:: TEXTE FOURNI ::
La notion de restauration englobe un continuum de pratiques plus ou moins interventionnistes qui sont assimilables à la hiérarchie d’atténuation. La restauration écologique désigne l'ensemble du « processus d'aide à la reconstitution d'un écosystème qui a été dégradé, endommagé ou détruit » pour lui faire recouvrer sa dynamique écologique naturelle et/ou son état indigène (Society for Ecological Restoration et al., 2019). Elle peut donc intégrer des changements de pratiques induisant un évitement ou une réduction de leur impact et des pratiques d’ingénierie naturelle visant à reconstituer des éléments écologiques. Néanmoins, il serait structurant de pouvoir suivre et différencier plus clairement les actions de restauration passive des actions de restauration active en raison de leurs caractéristiques très différentes (en terme d’additionnalité, de pérennité des mesures et de suivi).
:::
* CONSIGNES *
[A] Réécrivez le passage du texte sur la restauration écologique en commençant par « La notion de » et en terminant par « et de suivi). », en remplaçant « écosystème » par « milieu naturel ».
[B] D'après le texte sur la restauration écologique, quelles actions serait-il structurant de suivre et de différencier plus clairement ?
:: EXTRAITS D'ITEMS ::
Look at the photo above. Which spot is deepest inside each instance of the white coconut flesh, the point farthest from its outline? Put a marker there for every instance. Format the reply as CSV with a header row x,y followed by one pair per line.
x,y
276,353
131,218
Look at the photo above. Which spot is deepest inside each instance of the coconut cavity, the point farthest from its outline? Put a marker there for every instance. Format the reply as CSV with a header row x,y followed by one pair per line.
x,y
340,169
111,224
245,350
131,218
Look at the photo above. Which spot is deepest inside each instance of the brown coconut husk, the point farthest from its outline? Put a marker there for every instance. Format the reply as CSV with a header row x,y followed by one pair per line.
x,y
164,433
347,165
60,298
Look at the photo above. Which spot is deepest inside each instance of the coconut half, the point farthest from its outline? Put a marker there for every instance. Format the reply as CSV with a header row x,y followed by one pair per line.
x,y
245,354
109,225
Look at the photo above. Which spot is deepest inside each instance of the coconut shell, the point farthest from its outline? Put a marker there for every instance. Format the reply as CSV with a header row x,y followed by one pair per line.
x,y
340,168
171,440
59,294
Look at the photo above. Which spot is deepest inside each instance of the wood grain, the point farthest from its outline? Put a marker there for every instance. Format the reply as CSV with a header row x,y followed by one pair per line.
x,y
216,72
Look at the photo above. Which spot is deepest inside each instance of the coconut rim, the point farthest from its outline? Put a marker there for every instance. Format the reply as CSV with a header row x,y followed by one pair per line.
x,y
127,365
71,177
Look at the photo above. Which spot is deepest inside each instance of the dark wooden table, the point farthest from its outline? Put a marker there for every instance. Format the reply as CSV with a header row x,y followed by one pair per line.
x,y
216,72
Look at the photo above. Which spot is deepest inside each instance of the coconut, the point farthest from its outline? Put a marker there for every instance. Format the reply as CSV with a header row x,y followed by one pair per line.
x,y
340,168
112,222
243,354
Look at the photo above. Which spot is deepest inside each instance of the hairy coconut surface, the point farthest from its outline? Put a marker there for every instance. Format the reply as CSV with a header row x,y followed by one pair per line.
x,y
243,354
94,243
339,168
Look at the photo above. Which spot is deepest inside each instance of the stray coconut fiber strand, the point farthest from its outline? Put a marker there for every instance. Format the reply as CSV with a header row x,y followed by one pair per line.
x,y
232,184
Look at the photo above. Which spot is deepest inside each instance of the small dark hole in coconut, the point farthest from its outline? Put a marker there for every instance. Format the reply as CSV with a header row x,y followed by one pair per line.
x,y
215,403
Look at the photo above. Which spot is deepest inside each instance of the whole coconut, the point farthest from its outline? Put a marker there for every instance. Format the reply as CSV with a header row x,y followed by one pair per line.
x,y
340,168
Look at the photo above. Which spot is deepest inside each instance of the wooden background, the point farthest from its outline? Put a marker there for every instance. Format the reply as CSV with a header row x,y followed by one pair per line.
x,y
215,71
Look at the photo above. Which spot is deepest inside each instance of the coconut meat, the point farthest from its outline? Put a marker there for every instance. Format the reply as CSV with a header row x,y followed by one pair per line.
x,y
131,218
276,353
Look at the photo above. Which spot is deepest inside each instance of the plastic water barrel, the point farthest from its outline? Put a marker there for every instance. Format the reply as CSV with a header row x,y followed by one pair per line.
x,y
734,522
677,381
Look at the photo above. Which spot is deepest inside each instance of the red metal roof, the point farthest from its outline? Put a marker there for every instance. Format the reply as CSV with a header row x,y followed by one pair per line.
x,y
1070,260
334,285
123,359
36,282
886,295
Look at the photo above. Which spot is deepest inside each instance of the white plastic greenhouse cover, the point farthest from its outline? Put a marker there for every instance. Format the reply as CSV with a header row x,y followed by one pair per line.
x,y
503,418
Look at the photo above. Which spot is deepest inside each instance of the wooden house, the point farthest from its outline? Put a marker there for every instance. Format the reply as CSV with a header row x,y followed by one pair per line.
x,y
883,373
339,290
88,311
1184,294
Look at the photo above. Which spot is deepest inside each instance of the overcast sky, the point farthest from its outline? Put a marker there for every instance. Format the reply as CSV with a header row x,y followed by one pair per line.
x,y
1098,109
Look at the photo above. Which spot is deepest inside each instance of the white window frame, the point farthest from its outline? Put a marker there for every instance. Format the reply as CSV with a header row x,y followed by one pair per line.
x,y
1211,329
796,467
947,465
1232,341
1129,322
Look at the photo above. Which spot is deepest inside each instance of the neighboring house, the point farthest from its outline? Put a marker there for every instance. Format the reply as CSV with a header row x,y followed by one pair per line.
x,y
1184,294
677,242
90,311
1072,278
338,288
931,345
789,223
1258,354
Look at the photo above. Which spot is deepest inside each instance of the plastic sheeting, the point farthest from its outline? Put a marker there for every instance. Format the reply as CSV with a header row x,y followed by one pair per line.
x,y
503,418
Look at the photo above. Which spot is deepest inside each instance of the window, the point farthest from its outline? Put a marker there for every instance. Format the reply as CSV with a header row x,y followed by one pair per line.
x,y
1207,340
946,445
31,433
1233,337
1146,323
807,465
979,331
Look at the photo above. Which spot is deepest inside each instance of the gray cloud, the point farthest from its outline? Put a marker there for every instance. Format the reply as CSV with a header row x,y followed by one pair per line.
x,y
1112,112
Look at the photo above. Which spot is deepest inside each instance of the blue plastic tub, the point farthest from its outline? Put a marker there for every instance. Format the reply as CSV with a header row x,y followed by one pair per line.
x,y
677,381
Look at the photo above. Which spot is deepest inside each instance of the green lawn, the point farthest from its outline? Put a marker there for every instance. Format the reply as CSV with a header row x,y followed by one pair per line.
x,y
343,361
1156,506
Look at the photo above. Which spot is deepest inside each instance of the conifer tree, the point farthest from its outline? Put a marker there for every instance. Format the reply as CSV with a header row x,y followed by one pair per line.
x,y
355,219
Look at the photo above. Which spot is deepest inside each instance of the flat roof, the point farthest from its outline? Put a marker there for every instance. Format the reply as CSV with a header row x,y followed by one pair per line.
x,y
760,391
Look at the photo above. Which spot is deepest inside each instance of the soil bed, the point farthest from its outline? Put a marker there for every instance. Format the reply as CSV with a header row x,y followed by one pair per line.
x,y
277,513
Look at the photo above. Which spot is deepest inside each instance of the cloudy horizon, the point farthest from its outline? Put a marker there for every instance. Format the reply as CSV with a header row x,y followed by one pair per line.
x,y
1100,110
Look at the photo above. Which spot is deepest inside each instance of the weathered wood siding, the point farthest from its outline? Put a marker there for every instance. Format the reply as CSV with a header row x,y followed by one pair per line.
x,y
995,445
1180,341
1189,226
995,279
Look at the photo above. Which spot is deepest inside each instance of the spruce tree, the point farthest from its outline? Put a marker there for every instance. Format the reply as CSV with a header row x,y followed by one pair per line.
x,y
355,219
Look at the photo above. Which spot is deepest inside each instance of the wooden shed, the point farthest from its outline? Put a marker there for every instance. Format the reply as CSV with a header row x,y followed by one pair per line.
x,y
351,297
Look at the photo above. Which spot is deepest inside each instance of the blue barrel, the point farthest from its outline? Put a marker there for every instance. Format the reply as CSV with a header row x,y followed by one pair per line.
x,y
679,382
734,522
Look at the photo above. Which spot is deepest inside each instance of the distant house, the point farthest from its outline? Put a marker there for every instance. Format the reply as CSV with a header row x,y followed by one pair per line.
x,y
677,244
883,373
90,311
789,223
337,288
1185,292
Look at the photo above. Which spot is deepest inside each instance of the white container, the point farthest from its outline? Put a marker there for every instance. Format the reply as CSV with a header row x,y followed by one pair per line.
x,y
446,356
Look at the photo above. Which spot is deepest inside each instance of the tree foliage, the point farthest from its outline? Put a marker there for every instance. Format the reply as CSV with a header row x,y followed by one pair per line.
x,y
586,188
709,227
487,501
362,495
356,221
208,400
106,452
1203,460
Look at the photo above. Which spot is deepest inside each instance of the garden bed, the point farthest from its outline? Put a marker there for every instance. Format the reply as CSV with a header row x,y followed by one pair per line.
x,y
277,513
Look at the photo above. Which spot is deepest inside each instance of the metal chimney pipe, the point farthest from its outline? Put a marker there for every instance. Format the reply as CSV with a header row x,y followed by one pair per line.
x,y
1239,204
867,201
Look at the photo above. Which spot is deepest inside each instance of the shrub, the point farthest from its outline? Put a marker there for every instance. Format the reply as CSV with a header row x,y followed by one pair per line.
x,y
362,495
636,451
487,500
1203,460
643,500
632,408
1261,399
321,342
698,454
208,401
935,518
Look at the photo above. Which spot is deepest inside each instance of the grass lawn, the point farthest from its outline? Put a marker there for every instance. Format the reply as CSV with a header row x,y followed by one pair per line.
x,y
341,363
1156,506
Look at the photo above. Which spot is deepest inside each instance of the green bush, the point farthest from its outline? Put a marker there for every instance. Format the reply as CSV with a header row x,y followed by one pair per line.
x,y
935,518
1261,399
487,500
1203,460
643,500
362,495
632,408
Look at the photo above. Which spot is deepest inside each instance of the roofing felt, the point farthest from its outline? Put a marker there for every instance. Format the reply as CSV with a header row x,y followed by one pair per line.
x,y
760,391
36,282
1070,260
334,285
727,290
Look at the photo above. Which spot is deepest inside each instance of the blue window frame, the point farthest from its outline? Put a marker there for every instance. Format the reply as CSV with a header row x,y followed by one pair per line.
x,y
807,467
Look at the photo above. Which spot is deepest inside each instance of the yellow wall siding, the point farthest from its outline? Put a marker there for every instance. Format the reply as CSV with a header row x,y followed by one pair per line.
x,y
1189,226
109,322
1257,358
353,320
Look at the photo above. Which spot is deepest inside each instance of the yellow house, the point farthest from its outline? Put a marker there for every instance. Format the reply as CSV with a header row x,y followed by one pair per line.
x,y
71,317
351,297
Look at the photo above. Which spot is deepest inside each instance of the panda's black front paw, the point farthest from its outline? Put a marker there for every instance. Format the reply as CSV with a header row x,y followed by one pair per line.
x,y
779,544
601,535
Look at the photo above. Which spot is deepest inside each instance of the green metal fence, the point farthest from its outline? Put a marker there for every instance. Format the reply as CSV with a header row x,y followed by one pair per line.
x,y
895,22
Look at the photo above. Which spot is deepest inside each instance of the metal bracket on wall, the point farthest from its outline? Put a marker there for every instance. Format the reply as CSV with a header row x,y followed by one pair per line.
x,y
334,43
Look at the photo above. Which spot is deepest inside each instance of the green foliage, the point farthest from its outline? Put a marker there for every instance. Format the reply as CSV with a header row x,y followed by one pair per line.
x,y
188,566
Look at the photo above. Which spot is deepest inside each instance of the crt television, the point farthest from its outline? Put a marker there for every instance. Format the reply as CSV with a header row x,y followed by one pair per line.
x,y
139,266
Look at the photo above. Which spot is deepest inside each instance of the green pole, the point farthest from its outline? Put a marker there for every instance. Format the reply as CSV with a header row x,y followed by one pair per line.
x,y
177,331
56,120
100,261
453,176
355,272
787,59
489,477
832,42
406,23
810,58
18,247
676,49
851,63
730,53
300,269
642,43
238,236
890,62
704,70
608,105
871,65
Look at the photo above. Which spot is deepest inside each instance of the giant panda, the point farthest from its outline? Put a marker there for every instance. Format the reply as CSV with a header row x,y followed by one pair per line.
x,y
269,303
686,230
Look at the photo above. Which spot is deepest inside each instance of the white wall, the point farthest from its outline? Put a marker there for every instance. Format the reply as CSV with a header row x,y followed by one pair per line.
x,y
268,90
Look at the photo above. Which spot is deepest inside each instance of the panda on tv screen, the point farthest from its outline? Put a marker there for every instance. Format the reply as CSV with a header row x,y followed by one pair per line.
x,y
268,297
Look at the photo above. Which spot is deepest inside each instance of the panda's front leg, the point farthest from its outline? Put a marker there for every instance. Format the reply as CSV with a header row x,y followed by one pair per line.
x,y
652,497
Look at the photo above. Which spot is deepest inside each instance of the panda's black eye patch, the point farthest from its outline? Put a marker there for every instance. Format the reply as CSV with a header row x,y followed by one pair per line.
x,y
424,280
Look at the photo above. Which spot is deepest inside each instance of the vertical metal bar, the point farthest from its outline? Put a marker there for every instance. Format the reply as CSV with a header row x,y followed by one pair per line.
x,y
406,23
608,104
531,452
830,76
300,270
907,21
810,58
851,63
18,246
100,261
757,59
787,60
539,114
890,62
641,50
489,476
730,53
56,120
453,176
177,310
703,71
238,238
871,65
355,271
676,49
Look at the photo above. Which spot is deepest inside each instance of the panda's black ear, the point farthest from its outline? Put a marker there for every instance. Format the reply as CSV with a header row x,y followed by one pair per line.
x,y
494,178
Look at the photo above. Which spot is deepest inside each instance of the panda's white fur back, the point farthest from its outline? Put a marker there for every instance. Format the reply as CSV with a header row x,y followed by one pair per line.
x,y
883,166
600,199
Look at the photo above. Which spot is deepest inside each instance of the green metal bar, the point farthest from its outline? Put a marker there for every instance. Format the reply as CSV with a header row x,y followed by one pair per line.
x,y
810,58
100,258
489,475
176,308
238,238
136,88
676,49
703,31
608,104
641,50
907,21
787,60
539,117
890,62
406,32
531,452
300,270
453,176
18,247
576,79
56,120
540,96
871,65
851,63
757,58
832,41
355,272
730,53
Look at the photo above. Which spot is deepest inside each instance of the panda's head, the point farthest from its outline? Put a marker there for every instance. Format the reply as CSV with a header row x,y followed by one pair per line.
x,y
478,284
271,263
:::
* RÉPONSES ATTENDUES *
[A]
La notion de restauration englobe un continuum de pratiques plus ou moins interventionnistes qui sont assimilables à la hiérarchie d’atténuation. La restauration écologique désigne l'ensemble du « processus d'aide à la reconstitution d'un milieu naturel qui a été dégradé, endommagé ou détruit » pour lui faire recouvrer sa dynamique écologique naturelle et/ou son état indigène (Society for Ecological Restoration et al., 2019). Elle peut donc intégrer des changements de pratiques induisant un évitement ou une réduction de leur impact et des pratiques d’ingénierie naturelle visant à reconstituer des éléments écologiques. Néanmoins, il serait structurant de pouvoir suivre et différencier plus clairement les actions de restauration passive des actions de restauration active en raison de leurs caractéristiques très différentes (en terme d’additionnalité, de pérennité des mesures et de suivi).

[B] Les actions de restauration passive et les actions de restauration active.